WHAT IS EXPECTED
Please continue the article on America's hot labor market, picking up right after its final sentence.

America's labor market is on fire
It's a hot summer with a labor market to match. The question is no longer "is this a recession," but rather: "Is the job market too hot for the Fed's comfort?"
Driving the news: The jobs slowdown economists have been expecting isn't materializing. Rather, the economy added 528,000 jobs in July — the strongest print since February, and double what economists expected.
- The unemployment rate ticked down to 3.5%, its pre-pandemic level and the lowest in nearly a half century.
Why it matters: There are a ton of headlines about buzzy companies laying off workers. But the numbers show that most businesses have an insatiable demand for workers. That's just not something you see during a recession.
- That's excellent news for job-seekers, and gives the Biden administration some badly needed good news to trumpet.
- "Economies in recession do not produce 528,000 jobs on a given month and have 3.5% unemployment rates," said Joe Brusuelas, chief economist of RSM US, in a note. "Claims that the economy fell into recession or is in recession fall flat and should be politely set aside."
Yes, but: The Fed's interest rate hikes are intended to slow down the economy in hopes of bringing down inflation. The new numbers suggest that, at least with regard to the labor market, it isn't working so far.
- As Harvard economist Jason Furman put it, the numbers are "uncomfortably hot."
Between the lines: Beyond the headline figures, Fed officials are likely to see reasons to worry about inflation pressures remaining high for the foreseeable future.

Stored data

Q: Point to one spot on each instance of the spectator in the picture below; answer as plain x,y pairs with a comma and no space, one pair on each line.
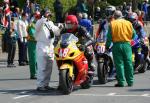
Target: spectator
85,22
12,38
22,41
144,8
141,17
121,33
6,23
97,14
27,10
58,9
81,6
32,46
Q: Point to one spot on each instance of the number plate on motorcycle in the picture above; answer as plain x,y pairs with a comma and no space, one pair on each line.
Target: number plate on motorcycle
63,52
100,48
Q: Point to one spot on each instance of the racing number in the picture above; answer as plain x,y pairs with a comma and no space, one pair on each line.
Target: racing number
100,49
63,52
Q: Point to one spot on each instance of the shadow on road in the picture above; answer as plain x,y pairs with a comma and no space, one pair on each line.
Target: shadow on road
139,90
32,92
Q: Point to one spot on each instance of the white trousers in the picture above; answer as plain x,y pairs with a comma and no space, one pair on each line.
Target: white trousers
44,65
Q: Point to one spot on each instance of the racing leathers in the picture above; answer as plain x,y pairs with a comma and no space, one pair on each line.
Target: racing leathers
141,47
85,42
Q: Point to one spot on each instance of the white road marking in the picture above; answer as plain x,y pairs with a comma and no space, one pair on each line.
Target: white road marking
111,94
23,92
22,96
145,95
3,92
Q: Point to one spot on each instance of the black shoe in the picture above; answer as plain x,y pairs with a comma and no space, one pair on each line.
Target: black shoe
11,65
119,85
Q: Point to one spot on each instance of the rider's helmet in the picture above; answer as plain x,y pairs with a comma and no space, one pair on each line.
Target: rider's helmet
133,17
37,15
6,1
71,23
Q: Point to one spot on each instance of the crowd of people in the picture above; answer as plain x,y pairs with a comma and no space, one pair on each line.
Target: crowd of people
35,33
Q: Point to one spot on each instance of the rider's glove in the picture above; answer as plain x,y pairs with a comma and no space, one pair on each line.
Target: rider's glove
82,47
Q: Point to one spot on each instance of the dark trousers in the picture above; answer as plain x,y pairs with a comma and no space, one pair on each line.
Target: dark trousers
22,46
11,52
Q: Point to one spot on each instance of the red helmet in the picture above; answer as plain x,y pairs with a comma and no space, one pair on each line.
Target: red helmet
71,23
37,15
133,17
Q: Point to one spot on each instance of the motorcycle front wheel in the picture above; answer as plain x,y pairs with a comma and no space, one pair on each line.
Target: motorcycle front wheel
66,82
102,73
* * *
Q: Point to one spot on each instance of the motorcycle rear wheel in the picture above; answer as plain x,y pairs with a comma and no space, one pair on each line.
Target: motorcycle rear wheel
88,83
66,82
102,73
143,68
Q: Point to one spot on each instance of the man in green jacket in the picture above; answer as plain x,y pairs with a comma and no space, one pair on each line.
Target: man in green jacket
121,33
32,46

RESULT OF THE EXERCISE
- Another worrying sign is on the labor supply front, which is moving in the wrong direction. The number of adults not in the labor force rose by 239,000, and the participation rate ticked down. At 62.1%, it remains 1.3 percent points below its pre-pandemic level.
- In the past year, wages have jumped 5.2%. Wage gains accelerated in July, however, to an even faster 5.8% annual rate.
There's a lot of data due out between now and the Fed's mid-September meeting. Yet what we've seen so far — robust job creation, a shrinking labor force, and rising wages — would imply that another 0.75 percentage point rate hike will be very much on the table.
Meanwhile, the markets already see tighter money on the way, swinging in ways that anticipated the likely Fed reaction to the new numbers, essentially doing Chair Jerome Powell's work for him.
- The two-year Treasury yield spiked around 0.2 percentage points this morning to 3.2%, a huge move. Longer-term rates surged as well, with the 10-year yield up 0.15 percentage point to 2.83%.
- Those higher rates will filter through to rates on mortgages, auto loans, and other forms of credit — meaning the good jobs numbers will create an immediate effect in the economy.
The bottom line: It's great news that jobs are plentiful, and nearly every American who wants to work is able to find it. But that implies there may be more pain to come in the form of higher rates.